• Region pointing data:
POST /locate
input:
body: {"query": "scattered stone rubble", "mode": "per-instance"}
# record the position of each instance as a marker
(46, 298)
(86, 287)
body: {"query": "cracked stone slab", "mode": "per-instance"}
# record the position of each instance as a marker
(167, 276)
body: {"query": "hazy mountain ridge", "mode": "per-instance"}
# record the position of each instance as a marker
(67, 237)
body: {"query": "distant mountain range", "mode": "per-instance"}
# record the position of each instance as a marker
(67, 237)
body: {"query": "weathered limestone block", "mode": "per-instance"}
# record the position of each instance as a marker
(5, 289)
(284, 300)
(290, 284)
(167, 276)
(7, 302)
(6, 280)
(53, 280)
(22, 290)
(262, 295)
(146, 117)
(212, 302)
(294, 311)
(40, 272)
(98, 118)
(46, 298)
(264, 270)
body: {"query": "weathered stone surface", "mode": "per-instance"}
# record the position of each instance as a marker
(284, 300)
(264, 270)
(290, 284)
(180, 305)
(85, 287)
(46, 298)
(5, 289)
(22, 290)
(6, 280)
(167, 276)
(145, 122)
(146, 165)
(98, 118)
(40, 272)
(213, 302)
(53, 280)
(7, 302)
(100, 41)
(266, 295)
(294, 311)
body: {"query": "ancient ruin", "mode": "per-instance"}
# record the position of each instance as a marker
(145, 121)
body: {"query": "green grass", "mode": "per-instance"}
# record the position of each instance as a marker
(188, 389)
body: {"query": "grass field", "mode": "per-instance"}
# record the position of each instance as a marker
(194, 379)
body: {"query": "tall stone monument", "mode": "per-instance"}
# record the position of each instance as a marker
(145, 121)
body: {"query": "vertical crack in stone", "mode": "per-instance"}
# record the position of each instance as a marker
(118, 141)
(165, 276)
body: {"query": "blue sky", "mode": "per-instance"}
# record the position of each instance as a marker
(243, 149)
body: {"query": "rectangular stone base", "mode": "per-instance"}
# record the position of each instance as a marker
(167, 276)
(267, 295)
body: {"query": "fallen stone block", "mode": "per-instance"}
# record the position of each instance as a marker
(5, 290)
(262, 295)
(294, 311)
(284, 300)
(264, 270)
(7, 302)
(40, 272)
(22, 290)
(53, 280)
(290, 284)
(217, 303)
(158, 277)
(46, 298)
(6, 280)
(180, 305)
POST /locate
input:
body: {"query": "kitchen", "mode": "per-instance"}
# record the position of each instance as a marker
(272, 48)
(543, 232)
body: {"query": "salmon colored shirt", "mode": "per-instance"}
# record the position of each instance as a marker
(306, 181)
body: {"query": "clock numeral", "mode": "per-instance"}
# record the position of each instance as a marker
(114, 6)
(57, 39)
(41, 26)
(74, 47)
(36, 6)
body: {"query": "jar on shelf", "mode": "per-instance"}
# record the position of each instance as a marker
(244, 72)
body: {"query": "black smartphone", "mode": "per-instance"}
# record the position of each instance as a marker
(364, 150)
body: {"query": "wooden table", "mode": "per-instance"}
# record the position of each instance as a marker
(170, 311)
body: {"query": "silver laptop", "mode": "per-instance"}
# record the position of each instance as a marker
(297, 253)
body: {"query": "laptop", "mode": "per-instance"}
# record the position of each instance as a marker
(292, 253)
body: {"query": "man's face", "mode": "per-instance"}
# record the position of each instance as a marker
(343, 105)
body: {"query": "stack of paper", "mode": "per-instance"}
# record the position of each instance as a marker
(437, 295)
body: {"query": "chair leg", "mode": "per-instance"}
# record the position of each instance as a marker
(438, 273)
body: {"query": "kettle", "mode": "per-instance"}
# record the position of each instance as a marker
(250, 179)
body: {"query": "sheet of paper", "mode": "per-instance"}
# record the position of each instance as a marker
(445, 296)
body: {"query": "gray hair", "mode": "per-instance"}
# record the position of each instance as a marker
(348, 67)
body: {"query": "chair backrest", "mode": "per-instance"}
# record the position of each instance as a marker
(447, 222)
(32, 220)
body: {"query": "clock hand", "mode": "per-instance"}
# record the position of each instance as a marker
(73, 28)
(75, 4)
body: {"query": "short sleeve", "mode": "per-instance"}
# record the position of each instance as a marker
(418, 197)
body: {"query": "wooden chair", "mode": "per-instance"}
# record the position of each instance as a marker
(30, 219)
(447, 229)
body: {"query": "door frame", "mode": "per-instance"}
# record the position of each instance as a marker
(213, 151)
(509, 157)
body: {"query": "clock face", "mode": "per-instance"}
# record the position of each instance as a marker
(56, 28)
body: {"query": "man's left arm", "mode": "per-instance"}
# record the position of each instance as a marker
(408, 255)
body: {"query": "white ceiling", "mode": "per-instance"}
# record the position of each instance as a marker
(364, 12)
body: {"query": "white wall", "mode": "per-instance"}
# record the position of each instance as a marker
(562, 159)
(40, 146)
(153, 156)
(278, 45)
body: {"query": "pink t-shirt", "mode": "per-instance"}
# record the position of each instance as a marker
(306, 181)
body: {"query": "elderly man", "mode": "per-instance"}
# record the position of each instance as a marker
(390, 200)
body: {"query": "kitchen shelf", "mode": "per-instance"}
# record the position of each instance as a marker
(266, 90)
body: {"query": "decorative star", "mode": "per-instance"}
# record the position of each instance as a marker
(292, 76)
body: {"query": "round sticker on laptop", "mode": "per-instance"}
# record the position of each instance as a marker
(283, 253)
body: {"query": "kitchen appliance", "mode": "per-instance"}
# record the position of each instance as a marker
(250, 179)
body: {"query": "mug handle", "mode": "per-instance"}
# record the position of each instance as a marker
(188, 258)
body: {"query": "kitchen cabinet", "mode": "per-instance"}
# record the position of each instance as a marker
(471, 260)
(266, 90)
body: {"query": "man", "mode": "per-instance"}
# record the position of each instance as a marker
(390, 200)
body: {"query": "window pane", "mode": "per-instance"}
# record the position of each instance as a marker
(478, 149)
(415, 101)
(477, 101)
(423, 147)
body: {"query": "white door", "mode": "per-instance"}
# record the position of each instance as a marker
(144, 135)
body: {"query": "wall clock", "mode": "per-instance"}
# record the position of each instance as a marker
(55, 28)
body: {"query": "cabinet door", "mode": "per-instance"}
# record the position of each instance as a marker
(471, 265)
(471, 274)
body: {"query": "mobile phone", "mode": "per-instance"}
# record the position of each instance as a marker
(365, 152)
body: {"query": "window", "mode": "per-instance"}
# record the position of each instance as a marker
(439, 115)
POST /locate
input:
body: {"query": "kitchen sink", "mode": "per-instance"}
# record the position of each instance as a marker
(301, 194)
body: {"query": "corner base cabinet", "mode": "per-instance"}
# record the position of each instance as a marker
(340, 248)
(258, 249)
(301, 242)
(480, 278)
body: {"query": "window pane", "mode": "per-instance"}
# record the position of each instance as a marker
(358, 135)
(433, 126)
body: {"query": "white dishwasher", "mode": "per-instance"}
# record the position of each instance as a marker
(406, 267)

• TASK REQUIREMENTS: Where does the word "cabinet" appear in the records? Copy every line that holds it.

• SOLUTION FOR THIS EXERCISE:
body: {"query": "kitchen cabinet", "mode": "per-instance"}
body: {"query": "cabinet door", "mode": "per-instance"}
body: {"query": "corner base cabinet", "mode": "per-instance"}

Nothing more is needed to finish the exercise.